╭─ ENTRIES SHOWN

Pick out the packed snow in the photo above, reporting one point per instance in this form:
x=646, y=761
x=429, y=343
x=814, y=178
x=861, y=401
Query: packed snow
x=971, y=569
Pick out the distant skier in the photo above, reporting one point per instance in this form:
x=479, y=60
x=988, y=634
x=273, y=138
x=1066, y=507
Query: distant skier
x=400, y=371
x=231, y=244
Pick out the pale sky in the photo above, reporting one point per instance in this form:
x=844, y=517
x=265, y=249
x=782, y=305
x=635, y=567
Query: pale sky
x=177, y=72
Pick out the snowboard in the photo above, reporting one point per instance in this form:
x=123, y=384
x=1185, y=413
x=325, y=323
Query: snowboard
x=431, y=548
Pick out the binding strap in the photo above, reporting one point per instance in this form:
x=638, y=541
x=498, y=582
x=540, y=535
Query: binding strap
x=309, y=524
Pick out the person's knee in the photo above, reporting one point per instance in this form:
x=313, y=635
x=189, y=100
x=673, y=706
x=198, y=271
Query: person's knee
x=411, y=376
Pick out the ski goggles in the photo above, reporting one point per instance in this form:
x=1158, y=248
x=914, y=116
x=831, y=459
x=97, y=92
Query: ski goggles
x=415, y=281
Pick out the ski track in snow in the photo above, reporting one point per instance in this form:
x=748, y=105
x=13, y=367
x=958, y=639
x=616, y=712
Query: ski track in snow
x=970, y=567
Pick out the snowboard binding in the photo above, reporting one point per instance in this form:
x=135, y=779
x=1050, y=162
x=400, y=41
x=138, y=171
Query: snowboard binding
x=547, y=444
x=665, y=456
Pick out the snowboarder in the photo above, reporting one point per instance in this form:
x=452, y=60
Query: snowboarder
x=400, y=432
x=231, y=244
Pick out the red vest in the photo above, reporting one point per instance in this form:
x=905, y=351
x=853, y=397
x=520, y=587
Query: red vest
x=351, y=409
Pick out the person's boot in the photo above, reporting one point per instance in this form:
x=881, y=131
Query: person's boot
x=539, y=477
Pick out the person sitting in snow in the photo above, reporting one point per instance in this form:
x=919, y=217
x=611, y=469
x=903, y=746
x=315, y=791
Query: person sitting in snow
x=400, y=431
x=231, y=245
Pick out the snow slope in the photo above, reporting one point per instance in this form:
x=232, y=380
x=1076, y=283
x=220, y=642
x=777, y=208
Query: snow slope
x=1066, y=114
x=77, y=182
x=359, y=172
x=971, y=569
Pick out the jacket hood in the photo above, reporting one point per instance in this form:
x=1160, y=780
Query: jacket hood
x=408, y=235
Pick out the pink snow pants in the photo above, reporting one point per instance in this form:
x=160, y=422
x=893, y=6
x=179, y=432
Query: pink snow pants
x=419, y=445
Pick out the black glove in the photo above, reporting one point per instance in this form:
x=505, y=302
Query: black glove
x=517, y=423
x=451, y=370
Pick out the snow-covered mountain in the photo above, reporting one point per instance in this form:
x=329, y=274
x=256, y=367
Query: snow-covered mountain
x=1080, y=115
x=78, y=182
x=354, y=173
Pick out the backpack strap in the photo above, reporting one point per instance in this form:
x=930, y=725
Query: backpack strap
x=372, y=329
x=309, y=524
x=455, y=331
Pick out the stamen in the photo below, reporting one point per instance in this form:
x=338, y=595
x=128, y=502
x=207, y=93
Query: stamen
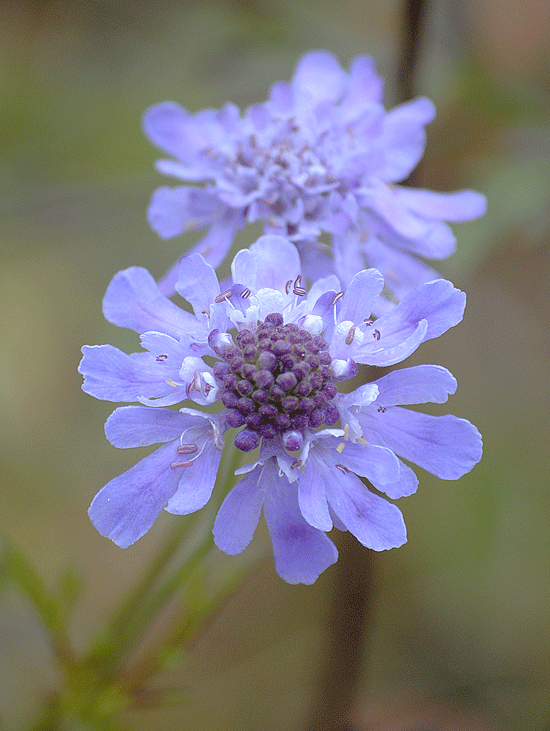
x=188, y=448
x=177, y=465
x=350, y=335
x=297, y=290
x=223, y=296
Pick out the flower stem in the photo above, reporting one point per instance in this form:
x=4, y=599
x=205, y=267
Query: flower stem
x=192, y=538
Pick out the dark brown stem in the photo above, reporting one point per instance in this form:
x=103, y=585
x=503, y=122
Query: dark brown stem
x=414, y=12
x=345, y=635
x=349, y=613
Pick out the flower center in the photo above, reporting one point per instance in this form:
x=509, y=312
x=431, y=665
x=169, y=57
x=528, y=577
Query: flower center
x=276, y=380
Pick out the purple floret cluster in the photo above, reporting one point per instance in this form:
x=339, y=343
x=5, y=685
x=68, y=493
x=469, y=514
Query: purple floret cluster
x=269, y=355
x=320, y=156
x=259, y=362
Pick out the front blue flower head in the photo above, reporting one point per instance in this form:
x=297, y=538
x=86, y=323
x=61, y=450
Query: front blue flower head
x=320, y=155
x=275, y=356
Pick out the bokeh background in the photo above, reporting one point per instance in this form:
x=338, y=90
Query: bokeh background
x=460, y=631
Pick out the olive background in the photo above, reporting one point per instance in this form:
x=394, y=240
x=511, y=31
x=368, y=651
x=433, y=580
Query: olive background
x=460, y=631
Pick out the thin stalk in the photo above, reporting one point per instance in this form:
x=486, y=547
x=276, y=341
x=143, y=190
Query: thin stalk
x=348, y=616
x=143, y=604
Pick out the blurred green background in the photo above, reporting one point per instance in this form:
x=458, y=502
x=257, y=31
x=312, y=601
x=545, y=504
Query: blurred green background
x=461, y=633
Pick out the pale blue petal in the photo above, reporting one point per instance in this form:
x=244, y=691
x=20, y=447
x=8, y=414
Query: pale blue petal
x=318, y=77
x=197, y=283
x=404, y=138
x=111, y=375
x=172, y=129
x=377, y=464
x=311, y=496
x=197, y=481
x=446, y=446
x=173, y=211
x=365, y=87
x=417, y=385
x=360, y=296
x=133, y=300
x=126, y=508
x=405, y=486
x=301, y=552
x=461, y=205
x=269, y=263
x=375, y=523
x=140, y=426
x=239, y=514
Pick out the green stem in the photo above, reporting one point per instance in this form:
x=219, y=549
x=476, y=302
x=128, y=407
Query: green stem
x=146, y=601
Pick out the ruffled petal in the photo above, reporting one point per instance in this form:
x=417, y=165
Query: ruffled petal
x=312, y=499
x=373, y=348
x=269, y=263
x=365, y=87
x=377, y=464
x=360, y=296
x=197, y=283
x=405, y=228
x=239, y=514
x=301, y=552
x=404, y=138
x=133, y=300
x=446, y=446
x=172, y=129
x=197, y=481
x=174, y=211
x=461, y=205
x=405, y=486
x=140, y=426
x=127, y=506
x=375, y=523
x=417, y=385
x=439, y=303
x=111, y=375
x=318, y=77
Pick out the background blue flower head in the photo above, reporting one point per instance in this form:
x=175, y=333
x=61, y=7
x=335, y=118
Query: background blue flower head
x=320, y=155
x=279, y=353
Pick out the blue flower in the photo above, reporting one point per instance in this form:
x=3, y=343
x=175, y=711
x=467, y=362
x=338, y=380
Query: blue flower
x=320, y=155
x=268, y=356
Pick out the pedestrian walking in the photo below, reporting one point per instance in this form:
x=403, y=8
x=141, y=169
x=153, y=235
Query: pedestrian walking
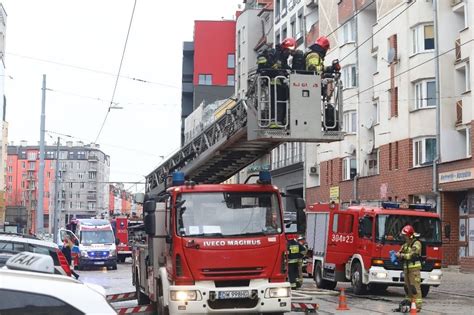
x=67, y=252
x=410, y=257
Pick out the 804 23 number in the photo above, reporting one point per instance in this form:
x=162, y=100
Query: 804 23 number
x=342, y=238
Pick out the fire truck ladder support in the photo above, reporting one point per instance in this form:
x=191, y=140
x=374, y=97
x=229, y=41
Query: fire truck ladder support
x=242, y=135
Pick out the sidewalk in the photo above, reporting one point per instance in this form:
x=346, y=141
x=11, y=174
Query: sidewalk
x=455, y=281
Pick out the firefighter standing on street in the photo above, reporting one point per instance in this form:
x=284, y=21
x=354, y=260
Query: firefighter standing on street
x=296, y=252
x=410, y=257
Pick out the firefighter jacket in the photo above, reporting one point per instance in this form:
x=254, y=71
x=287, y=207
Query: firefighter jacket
x=410, y=254
x=298, y=62
x=296, y=251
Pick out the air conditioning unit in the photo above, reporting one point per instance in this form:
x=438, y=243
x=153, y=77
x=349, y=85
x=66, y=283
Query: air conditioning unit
x=314, y=170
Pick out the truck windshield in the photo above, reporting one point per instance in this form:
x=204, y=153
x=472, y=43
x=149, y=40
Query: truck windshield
x=97, y=237
x=389, y=227
x=228, y=214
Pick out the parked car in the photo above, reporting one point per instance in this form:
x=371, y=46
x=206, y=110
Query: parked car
x=29, y=286
x=13, y=243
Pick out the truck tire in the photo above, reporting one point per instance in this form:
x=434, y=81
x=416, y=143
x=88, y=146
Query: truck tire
x=318, y=278
x=424, y=290
x=142, y=299
x=377, y=288
x=356, y=279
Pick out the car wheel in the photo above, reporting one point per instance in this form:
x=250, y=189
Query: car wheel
x=424, y=290
x=356, y=279
x=318, y=278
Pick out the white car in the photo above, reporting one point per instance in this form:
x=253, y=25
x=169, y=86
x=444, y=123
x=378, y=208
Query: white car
x=13, y=243
x=28, y=286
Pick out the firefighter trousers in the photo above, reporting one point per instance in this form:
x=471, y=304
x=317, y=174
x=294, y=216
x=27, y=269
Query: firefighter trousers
x=413, y=285
x=293, y=274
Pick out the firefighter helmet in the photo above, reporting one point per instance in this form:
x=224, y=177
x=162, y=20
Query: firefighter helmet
x=323, y=41
x=408, y=230
x=289, y=43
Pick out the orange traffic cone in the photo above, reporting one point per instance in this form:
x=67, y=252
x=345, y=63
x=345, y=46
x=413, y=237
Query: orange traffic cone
x=342, y=301
x=413, y=307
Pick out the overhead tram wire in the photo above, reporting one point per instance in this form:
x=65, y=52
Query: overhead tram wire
x=118, y=73
x=381, y=28
x=93, y=70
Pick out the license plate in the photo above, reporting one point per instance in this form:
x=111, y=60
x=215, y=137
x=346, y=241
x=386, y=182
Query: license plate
x=241, y=294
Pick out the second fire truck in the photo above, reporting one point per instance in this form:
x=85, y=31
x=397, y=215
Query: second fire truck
x=353, y=245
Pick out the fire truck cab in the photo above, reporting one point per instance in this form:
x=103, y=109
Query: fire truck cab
x=354, y=244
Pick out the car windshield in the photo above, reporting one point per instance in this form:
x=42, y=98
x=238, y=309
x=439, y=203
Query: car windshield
x=97, y=237
x=389, y=227
x=228, y=214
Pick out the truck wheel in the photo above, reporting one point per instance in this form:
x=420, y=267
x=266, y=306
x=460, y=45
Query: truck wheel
x=142, y=299
x=377, y=288
x=424, y=290
x=356, y=279
x=318, y=278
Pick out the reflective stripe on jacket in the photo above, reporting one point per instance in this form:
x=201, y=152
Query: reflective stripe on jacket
x=410, y=254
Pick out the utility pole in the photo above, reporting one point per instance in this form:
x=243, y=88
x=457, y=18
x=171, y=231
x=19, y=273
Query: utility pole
x=39, y=206
x=57, y=211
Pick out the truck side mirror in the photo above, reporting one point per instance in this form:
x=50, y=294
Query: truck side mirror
x=149, y=222
x=301, y=221
x=300, y=204
x=149, y=206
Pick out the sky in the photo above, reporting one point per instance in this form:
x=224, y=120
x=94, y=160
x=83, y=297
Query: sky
x=90, y=34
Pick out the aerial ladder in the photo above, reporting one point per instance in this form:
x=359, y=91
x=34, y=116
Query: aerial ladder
x=246, y=132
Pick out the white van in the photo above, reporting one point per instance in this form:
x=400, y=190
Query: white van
x=96, y=242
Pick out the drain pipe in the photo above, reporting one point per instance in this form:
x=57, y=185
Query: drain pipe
x=354, y=188
x=438, y=113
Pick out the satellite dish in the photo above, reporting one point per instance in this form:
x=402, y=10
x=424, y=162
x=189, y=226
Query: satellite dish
x=391, y=55
x=370, y=123
x=350, y=148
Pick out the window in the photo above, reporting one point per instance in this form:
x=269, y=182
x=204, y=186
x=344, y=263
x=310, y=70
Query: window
x=231, y=61
x=424, y=151
x=342, y=223
x=230, y=80
x=205, y=79
x=350, y=122
x=373, y=163
x=349, y=165
x=348, y=32
x=349, y=76
x=423, y=38
x=425, y=94
x=17, y=302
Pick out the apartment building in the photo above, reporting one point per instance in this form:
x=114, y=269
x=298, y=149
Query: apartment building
x=388, y=55
x=83, y=180
x=203, y=81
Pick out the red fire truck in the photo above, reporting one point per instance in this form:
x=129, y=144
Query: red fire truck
x=354, y=244
x=121, y=226
x=221, y=248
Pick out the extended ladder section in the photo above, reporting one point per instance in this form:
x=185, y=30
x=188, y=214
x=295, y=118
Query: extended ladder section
x=249, y=130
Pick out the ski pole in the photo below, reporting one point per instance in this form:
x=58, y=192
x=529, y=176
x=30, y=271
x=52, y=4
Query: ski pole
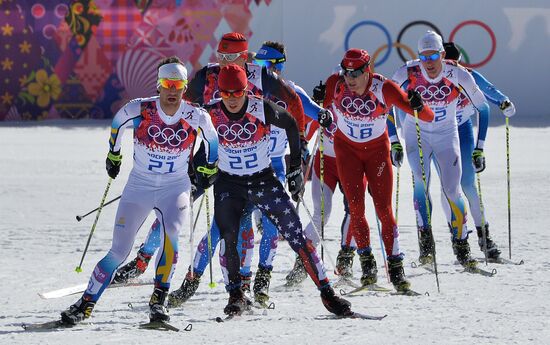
x=481, y=208
x=429, y=228
x=79, y=218
x=101, y=204
x=322, y=183
x=508, y=188
x=317, y=232
x=209, y=236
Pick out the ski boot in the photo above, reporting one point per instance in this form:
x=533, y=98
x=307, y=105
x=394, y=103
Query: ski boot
x=238, y=302
x=462, y=248
x=492, y=249
x=77, y=312
x=298, y=273
x=133, y=269
x=261, y=285
x=334, y=304
x=157, y=305
x=187, y=289
x=344, y=262
x=397, y=273
x=426, y=242
x=368, y=265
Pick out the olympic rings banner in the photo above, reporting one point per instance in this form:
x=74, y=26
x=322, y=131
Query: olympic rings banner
x=86, y=58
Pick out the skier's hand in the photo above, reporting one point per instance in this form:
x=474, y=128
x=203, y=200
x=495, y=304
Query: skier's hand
x=319, y=92
x=324, y=117
x=478, y=158
x=295, y=179
x=112, y=163
x=508, y=108
x=304, y=150
x=396, y=154
x=415, y=100
x=206, y=175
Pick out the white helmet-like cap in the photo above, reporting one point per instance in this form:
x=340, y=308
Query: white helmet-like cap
x=430, y=41
x=172, y=71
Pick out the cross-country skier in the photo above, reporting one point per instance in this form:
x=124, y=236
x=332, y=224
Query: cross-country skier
x=472, y=156
x=165, y=128
x=360, y=100
x=246, y=176
x=440, y=83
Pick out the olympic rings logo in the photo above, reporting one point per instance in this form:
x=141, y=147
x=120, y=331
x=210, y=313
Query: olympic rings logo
x=237, y=131
x=167, y=135
x=411, y=52
x=433, y=93
x=357, y=105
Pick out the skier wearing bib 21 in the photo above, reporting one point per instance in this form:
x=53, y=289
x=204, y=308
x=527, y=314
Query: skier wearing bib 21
x=246, y=176
x=360, y=101
x=165, y=128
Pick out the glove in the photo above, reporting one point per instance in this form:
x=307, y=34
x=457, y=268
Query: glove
x=415, y=100
x=396, y=154
x=508, y=108
x=324, y=117
x=304, y=150
x=112, y=163
x=295, y=179
x=206, y=175
x=478, y=159
x=319, y=92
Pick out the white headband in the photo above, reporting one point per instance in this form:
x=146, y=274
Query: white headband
x=172, y=71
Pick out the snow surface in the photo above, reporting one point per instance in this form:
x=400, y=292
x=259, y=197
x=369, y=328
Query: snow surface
x=52, y=173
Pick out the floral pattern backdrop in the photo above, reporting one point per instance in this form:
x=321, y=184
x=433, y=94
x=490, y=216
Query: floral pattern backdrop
x=86, y=58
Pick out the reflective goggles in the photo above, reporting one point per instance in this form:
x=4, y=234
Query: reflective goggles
x=229, y=57
x=168, y=83
x=268, y=63
x=236, y=94
x=355, y=73
x=432, y=57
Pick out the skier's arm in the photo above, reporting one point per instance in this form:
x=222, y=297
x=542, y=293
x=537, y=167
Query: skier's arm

╰─

■ WHAT THIS TASK INVOLVES
Please rescale the records from the line with "Pick out the red fire" to the line with "x=368, y=265", both included, rewriting every line in full with only the answer coordinates multiplied by 1.7 and rounded to whole numbers, halves up. Leave the pictures out of your answer.

■ PROBLEM SOLUTION
Pick out the red fire truck in the photo above, reporting one point per instance in this form:
x=129, y=144
Query: red fire truck
x=602, y=415
x=206, y=384
x=376, y=422
Pick out the extended ladder section in the photo above, reporting one point per instance in this form:
x=185, y=30
x=188, y=214
x=295, y=118
Query: extended ladder section
x=423, y=221
Pick out the ski pole in the photo below, reporting one point per instance in this form:
x=58, y=192
x=529, y=176
x=30, y=271
x=52, y=4
Query: ski pole
x=818, y=354
x=729, y=388
x=134, y=371
x=172, y=347
x=547, y=311
x=864, y=320
x=539, y=394
x=355, y=401
Pick out the ski boot in the photo above, reporting one point per instance in this form:
x=533, y=98
x=307, y=105
x=394, y=103
Query: ski boot
x=405, y=513
x=785, y=422
x=836, y=423
x=131, y=530
x=507, y=464
x=226, y=457
x=444, y=485
x=568, y=517
x=267, y=519
x=318, y=491
x=585, y=445
x=675, y=464
x=724, y=411
x=626, y=451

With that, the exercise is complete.